## Problem to work on
Reproduce every row below word for word, leaving the pictures out.

## Pointing dataset excerpts
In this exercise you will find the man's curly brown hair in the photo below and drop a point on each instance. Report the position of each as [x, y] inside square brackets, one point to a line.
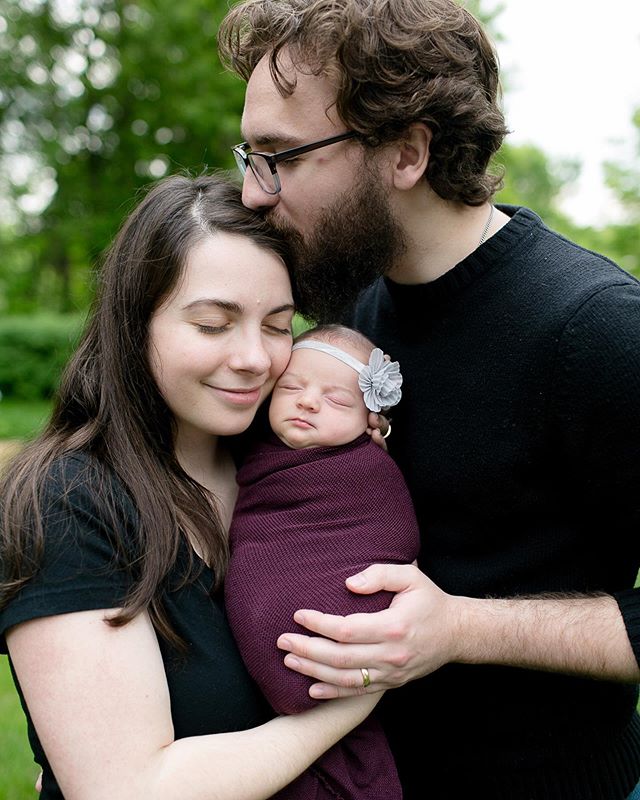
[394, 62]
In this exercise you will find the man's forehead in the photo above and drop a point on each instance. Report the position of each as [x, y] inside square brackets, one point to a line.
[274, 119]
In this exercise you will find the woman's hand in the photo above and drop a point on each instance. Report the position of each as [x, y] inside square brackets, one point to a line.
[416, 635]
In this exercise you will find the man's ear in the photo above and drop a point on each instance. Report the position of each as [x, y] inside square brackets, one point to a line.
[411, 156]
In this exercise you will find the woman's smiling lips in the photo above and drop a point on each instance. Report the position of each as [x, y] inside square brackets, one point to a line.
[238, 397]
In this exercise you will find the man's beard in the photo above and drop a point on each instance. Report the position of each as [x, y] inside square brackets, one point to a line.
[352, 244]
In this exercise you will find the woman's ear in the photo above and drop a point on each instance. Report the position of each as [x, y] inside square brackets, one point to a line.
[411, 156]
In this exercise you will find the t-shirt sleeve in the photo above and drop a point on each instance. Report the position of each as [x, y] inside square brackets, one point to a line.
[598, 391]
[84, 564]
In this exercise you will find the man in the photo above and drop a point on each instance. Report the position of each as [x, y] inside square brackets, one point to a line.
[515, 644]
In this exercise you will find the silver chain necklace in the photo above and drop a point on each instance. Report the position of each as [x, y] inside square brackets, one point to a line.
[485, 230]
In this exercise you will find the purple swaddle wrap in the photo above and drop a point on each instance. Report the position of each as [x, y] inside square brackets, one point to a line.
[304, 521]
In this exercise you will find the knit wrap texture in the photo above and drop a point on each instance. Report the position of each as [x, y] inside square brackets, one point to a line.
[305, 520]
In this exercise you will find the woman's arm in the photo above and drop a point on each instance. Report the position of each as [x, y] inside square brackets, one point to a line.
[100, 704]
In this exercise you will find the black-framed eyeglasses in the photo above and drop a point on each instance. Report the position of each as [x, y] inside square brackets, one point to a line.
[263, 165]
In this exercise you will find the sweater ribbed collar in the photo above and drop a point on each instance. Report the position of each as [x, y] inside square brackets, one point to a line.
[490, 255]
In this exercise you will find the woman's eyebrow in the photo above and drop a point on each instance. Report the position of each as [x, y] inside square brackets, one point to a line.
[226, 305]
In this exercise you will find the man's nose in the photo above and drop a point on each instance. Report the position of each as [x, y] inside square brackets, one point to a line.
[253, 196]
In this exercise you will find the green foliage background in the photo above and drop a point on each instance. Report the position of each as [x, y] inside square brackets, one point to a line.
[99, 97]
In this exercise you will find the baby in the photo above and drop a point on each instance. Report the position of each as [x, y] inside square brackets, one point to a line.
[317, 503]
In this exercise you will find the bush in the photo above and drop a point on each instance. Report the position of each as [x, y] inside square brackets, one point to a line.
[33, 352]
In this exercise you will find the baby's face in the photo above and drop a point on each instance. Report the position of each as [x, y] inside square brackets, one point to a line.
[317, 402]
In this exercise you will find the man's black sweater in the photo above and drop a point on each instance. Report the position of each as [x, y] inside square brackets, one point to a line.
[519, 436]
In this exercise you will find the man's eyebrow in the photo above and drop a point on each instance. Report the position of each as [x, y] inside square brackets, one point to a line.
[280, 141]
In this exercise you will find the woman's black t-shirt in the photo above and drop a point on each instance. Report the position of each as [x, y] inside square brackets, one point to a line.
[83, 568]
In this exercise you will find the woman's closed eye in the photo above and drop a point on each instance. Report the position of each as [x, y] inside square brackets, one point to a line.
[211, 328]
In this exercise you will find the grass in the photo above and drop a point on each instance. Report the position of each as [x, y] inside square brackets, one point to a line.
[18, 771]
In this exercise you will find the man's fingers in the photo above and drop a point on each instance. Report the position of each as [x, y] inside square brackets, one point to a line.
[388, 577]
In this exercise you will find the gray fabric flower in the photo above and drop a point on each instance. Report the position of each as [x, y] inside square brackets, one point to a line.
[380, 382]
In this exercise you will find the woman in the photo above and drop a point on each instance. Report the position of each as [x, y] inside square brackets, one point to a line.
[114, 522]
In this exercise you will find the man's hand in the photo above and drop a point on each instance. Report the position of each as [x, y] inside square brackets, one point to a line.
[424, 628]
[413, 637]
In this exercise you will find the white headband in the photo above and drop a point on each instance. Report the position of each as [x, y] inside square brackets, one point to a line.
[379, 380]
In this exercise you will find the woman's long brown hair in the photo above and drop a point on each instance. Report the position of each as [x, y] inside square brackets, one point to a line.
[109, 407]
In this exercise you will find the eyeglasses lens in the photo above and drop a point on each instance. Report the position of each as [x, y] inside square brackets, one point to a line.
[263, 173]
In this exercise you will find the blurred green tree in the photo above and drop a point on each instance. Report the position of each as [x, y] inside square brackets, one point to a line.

## Written response
In this exercise you will find the man's curly brown hair in the photo below and drop a point on each instance. Report the position of each as [x, y] inside square brackets, one point to a line.
[394, 62]
In this exercise you will find the man's forehead in the photo above and drop a point on each instance. Report the position of each as [x, y] inside square brackets, one point to a line.
[274, 119]
In this exercise you will find the woman's hand in the photo above and drop a point on each instance. Report the position of each as [x, y] inside square brackets, one point to a line.
[416, 635]
In this exercise you will find the man's ear in the photo above and drop a point on each instance. Report the position of each as [x, y] inside square brackets, one point to a line.
[411, 156]
In this exercise you will find the woman's smiling lips in the photo above and drop a point on each instance. Report the position of each as [x, y] inside square brackets, one point to a line.
[238, 397]
In this exercise you will find the man's beard in the photo above and drop a point on each instance. Report the position of each as [x, y] inside square brackets, one point to a line.
[352, 244]
In this exercise you will find the woman's ear in the photo above and drop a point on each instance. Report the position of each as [x, y] inside square brackets, one point to a line.
[411, 156]
In this exercise you will find the t-shirt sleeve in the photo above and drop a point on each instance. Report the position of each as [x, y] inside square brackets, one point to a line.
[598, 391]
[84, 564]
In this exercise you will find the man in the photo above and drop a point on each instance. Report the position of each as [x, y] inside square brackets, one point to a line.
[515, 644]
In this exercise you will find the silver chain necklace in the photo above and drop a point on each instance. Report the position of each as [x, y] inside square brackets, one point to a line.
[485, 230]
In this exercise you will find the purple swaddle wrap in the photo above and drop a point on each instance. Report the position of each as [x, y] inside square brackets, one point to a line.
[304, 521]
In this exercise you will find the knit wrap texture in the photo above and drop a point on each instance. Report the position of each as [x, y] inside square brackets, one point to a line.
[305, 520]
In this exercise you will find the woman's arm in the photo above and drop a point on each instance. Report the position of each as [x, y] inside square brackets, one point to a line.
[100, 704]
In this exercise you will find the black-framed eyeglasses in the photo above and drop a point on each instance. Report the position of each as [x, y] inside square brackets, one point to a line.
[263, 165]
In this exercise you will find the sweater ribbed collar in the photo above and drop a point on each instance. Report the position of each as [x, y] inside square brackets, one point to a line.
[490, 255]
In this exercise you will find the woman's eyebrow in the photo above and drop a point on each instance. Report the position of each as [x, y] inside square brackets, one point to a line.
[226, 305]
In this exercise you will find the man's nose in the photo above and drop a point on each instance. Report the position of each as [x, y] inside square brackets, one point to a line.
[253, 196]
In this exercise you will find the green foliage background in the photo above and drop a point on each instance. Report the position of each as [x, y] inside square brackets, one point to a line.
[99, 97]
In this exercise you will find the baby in the photo above and drop a point on each instance. Report the position of each as [x, y] inside square brackets, one point to a line.
[317, 503]
In this exercise you will find the bush in the photo above and drop a point on each instance. Report the position of each as [x, y] inside square brackets, one point to a line.
[33, 352]
In this exercise you will find the baby's face in the photo above and drop a point on each instance. Report the position of each as [x, y] inside square brackets, one point to a line.
[317, 402]
In this exercise you will find the man's black sweater in the photo above and drop a point on each instance. Report the position of each as [x, y] inside square brackets, one point to a line.
[519, 436]
In this exercise you will find the man's eyebrow in the photo above and drop a point on each instance. Report the position of each as [x, y] inside square brackets, one point to a line.
[280, 141]
In this exercise you will find the woman's black t-shirt in the photo above and drop a point on each instance. Report the position of each as [x, y] inside square brackets, one point to a line.
[83, 568]
In this exercise you will find the woman's closed eye in the photo above and drop a point on each instance. Report the position of each as [x, y] inside square brackets, one point to a line.
[211, 328]
In this exercise you will find the grass in the photo above and drop a point on each instance. Report the position of each as [x, y] inside square brackets, one point to a line.
[18, 771]
In this exercise you will find the man's fingers in the photo above and drop a point on each instance. Report the position of each as [x, y] inside square brackets, one point to a line.
[388, 577]
In this exercise you will find the gray fabric flower in the photo above and drop a point on each instance. Report the position of each as [x, y] inside square brackets, one point to a line.
[380, 382]
In this exercise you will find the woman in the photo above and drop a point on each instance. Report the position of each as [x, y] inside square brackets, one point to a line.
[114, 522]
In this exercise you will find the man's hand in the photo above and drop a point on each instance. Report the position of each as [x, y] inside square brackets, one point to a line.
[424, 628]
[413, 637]
In this exercise you will find the white headband in the photo above and drop a point on each instance. Report the position of each as [x, y] inside square brackets, one point to a line.
[379, 380]
In this exercise you will find the woman's long brown hair in the photo above and drop a point on each instance. Report the position of each as [x, y] inside square brackets, one point to a line.
[109, 407]
In this exercise you will find the eyeglasses lens in the photo above and drop a point on each instance. Report the position of each as [x, y] inside square brackets, one point to a line.
[263, 173]
In this exercise you will find the blurred green tree in the photo above and drop a point on each instance. Report the position of each as [x, y] inside square brackets, one point to a line.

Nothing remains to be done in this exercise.